— What you will do —
Copy out, word for word and in full, the passage below on Lotte Holdings' first-quarter losses.
START Text under study
The decline in consolidated net profit was even greater. The company's net loss for the first quarter was 18.6 billion KRW. While it recorded a net profit of 64.3 billion KRW last year, it turned into a net loss in just over a year. Net profit is calculated by subtracting financial costs and corporate tax expenses from operating profit, and in the case of Lotte Holdings, the increase in financial costs is analyzed as the cause of the poor performance.
Financial costs (financial expenses) in the first quarter were 158.2 billion KRW, about 48 billion KRW higher than 113.1 billion KRW the previous year. Financial costs include interest expenses, financial transaction costs, and fees incurred when the company raises funds, with interest expenses being the core. Interest expenses refer to amounts used for corporate loans and corporate bond interest. The company's interest expenses for the first quarter were 98.8 billion KRW, an increase of 20 billion KRW compared to 77.1 billion KRW a year earlier. Derivative valuation losses of about 30 billion KRW also occurred.
END Text under study
START Recorded data
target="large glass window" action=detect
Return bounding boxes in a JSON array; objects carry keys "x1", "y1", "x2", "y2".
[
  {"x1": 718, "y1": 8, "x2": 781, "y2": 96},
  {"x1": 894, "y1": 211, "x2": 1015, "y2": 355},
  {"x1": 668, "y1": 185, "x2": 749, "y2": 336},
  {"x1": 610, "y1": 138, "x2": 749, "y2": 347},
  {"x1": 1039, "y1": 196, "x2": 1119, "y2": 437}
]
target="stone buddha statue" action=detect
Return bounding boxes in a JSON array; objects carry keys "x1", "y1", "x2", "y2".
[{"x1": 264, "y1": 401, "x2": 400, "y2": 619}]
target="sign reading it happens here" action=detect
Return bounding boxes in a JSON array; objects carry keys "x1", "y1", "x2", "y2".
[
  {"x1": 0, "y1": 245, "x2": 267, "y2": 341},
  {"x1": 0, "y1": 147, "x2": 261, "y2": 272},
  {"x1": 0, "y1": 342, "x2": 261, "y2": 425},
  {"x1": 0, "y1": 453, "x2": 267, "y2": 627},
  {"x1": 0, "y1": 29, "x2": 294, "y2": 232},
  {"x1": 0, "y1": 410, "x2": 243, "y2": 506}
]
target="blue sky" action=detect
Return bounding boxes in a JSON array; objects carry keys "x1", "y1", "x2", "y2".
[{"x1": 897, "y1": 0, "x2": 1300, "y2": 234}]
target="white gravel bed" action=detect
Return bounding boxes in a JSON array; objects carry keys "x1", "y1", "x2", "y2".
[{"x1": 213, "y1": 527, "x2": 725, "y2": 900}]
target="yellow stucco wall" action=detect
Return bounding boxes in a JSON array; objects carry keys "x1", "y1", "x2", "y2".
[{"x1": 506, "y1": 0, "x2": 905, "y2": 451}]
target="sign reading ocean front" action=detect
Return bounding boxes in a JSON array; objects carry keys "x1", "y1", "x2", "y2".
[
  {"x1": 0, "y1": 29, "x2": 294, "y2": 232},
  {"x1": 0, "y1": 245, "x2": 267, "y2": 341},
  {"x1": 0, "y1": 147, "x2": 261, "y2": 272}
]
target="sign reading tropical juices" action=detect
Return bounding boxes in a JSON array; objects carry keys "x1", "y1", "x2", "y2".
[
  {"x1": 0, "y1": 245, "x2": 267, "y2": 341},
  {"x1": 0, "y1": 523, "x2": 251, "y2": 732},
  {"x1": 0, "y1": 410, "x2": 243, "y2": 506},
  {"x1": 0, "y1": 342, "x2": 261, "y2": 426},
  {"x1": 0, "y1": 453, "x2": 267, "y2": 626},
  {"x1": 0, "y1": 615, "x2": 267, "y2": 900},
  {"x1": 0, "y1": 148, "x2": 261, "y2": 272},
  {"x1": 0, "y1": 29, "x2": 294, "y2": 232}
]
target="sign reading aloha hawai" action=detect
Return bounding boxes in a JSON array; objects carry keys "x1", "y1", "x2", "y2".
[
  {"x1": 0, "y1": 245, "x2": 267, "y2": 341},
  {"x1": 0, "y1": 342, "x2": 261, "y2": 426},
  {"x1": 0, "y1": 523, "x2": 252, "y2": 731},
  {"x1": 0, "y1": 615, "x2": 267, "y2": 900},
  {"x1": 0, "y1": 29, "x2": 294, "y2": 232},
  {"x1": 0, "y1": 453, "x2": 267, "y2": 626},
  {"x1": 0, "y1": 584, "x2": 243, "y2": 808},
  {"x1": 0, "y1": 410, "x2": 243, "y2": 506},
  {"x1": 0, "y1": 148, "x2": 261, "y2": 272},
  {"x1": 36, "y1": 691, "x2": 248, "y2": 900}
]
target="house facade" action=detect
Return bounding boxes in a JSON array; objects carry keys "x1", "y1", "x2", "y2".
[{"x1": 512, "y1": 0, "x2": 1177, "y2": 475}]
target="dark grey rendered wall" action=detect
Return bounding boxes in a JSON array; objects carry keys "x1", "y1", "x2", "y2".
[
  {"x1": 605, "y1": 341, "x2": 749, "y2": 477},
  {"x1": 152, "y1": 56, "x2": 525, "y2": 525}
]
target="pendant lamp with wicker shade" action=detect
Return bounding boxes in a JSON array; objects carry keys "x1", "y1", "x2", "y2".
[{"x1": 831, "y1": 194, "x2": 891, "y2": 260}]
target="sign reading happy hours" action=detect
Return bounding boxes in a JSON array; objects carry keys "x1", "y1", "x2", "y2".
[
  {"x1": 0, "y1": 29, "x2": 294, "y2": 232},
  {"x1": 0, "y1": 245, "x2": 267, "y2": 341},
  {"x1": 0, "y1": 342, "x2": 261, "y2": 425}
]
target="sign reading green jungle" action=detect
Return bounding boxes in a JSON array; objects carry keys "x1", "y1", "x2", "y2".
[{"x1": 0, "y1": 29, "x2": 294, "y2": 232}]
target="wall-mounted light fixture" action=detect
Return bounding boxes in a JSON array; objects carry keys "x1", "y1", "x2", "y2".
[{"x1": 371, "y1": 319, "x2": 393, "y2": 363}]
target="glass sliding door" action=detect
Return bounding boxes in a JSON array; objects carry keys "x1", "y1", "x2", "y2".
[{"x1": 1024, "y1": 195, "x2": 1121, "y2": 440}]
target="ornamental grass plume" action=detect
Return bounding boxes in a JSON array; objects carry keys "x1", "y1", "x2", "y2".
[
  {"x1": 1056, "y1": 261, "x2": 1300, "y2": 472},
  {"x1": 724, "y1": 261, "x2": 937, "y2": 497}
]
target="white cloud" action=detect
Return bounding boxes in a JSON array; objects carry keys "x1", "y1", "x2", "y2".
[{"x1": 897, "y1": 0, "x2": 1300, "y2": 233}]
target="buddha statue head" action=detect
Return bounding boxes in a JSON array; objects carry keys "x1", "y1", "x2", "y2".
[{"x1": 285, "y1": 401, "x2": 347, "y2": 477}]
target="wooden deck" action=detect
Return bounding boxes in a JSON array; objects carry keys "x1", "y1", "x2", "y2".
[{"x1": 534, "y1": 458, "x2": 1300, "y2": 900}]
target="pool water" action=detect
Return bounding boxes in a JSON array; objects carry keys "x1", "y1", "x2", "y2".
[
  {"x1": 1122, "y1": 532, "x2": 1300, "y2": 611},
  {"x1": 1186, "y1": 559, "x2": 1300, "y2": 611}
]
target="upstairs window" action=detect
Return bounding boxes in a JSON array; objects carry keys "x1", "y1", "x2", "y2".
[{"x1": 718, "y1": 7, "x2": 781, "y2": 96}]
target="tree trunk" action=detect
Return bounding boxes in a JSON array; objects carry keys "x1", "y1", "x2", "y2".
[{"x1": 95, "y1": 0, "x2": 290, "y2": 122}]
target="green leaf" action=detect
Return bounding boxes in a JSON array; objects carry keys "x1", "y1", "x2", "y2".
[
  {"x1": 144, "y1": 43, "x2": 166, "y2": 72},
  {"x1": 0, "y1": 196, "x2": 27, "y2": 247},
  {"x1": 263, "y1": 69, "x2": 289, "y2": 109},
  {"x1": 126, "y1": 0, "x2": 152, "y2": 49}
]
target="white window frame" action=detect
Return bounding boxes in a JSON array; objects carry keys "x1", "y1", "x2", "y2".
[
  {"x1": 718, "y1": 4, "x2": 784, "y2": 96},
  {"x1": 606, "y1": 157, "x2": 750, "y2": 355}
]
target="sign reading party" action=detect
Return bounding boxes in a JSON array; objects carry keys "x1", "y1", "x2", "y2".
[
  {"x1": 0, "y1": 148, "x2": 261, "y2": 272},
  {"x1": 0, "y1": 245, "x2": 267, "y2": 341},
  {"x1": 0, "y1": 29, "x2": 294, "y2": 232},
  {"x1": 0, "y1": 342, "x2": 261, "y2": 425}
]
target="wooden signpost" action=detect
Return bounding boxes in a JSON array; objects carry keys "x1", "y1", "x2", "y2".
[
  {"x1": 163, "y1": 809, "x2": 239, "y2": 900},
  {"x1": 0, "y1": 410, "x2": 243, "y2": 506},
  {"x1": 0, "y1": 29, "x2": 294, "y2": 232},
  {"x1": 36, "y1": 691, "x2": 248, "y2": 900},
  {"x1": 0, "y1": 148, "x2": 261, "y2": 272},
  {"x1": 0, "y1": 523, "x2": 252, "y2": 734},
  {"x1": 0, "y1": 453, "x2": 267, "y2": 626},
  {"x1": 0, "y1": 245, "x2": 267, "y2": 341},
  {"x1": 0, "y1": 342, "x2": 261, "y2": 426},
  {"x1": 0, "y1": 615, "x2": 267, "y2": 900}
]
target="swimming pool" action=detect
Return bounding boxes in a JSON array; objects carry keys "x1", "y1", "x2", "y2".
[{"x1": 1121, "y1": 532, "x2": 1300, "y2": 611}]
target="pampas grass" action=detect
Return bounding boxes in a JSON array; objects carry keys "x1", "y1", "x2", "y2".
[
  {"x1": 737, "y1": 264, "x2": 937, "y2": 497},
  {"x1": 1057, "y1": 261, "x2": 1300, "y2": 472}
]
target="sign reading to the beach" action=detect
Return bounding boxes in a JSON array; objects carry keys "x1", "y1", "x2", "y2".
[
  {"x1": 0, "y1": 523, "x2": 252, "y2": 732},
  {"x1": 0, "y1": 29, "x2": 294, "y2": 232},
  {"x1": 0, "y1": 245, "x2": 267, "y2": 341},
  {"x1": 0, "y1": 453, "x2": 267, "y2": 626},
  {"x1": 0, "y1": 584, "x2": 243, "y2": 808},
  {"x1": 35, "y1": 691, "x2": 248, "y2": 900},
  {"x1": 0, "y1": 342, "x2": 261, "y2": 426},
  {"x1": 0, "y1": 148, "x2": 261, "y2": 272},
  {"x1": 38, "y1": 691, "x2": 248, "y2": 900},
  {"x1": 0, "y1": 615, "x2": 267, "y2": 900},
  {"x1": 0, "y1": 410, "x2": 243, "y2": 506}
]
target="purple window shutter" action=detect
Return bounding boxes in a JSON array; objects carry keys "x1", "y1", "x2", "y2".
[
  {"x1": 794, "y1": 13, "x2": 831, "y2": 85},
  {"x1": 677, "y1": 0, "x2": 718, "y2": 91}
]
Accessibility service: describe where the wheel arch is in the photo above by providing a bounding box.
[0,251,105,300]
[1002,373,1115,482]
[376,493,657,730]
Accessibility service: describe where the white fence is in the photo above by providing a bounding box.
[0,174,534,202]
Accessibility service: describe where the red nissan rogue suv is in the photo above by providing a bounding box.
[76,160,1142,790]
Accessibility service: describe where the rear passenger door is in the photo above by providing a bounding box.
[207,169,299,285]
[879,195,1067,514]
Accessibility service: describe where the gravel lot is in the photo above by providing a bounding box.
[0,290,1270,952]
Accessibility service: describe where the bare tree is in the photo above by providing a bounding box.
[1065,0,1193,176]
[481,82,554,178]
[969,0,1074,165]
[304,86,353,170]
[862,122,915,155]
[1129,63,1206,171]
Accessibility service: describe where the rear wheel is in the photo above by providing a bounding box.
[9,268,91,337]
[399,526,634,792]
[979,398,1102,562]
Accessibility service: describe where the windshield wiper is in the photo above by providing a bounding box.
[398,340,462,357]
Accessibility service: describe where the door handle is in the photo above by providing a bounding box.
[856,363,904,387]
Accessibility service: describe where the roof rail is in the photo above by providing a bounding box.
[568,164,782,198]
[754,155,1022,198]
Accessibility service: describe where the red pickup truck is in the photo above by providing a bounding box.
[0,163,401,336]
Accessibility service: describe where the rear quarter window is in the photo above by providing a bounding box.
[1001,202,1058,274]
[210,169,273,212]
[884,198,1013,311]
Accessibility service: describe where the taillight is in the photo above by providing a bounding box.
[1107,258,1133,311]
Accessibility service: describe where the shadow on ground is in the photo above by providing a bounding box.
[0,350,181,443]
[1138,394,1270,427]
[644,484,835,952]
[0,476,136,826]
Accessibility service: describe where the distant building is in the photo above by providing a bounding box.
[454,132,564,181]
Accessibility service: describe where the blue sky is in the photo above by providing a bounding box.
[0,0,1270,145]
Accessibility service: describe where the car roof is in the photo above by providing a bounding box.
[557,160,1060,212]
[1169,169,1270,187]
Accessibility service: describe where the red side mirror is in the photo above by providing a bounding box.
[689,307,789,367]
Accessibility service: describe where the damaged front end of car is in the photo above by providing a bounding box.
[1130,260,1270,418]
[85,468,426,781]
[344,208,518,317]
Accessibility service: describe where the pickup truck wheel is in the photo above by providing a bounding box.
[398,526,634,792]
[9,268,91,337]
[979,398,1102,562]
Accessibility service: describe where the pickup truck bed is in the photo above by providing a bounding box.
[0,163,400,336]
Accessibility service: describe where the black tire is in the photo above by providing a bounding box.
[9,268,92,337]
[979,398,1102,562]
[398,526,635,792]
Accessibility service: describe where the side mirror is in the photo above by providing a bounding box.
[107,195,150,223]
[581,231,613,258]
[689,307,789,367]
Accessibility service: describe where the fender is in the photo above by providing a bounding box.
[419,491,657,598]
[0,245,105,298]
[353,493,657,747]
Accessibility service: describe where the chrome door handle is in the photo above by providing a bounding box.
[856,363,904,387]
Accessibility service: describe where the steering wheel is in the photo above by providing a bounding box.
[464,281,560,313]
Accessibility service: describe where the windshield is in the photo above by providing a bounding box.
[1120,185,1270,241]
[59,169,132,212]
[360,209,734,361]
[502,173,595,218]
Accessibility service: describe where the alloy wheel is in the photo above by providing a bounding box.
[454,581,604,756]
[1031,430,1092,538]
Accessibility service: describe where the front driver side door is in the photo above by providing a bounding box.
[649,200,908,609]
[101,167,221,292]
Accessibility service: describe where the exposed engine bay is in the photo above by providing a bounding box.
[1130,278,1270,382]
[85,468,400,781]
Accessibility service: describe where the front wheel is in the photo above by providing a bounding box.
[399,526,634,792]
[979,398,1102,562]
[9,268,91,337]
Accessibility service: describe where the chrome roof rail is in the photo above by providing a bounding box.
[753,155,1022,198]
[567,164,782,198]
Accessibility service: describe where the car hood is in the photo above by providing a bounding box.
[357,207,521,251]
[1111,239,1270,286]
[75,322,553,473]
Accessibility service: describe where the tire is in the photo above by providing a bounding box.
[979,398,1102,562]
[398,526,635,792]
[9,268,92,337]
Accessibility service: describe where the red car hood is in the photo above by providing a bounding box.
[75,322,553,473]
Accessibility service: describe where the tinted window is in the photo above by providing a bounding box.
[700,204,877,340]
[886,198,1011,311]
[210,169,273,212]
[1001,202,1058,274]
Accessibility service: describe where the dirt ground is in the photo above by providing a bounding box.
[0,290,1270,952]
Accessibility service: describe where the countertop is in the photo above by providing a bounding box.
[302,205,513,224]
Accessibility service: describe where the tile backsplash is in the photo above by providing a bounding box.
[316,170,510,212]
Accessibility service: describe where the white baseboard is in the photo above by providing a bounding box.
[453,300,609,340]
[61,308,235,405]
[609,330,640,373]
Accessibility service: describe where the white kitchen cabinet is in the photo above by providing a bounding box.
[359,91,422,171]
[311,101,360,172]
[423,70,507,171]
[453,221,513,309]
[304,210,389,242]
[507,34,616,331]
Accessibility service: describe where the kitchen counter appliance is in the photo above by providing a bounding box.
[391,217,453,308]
END Recorded data
— Answer for this exercise —
The decline in consolidated net profit was even greater. The company's net loss for the first quarter was 18.6 billion KRW. While it recorded a net profit of 64.3 billion KRW last year, it turned into a net loss in just over a year. Net profit is calculated by subtracting financial costs and corporate tax expenses from operating profit, and in the case of Lotte Holdings, the increase in financial costs is analyzed as the cause of the poor performance.
Financial costs (financial expenses) in the first quarter were 158.2 billion KRW, about 48 billion KRW higher than 113.1 billion KRW the previous year. Financial costs include interest expenses, financial transaction costs, and fees incurred when the company raises funds, with interest expenses being the core. Interest expenses refer to amounts used for corporate loans and corporate bond interest. The company's interest expenses for the first quarter were 98.8 billion KRW, an increase of 20 billion KRW compared to 77.1 billion KRW a year earlier. Derivative valuation losses of about 30 billion KRW also occurred.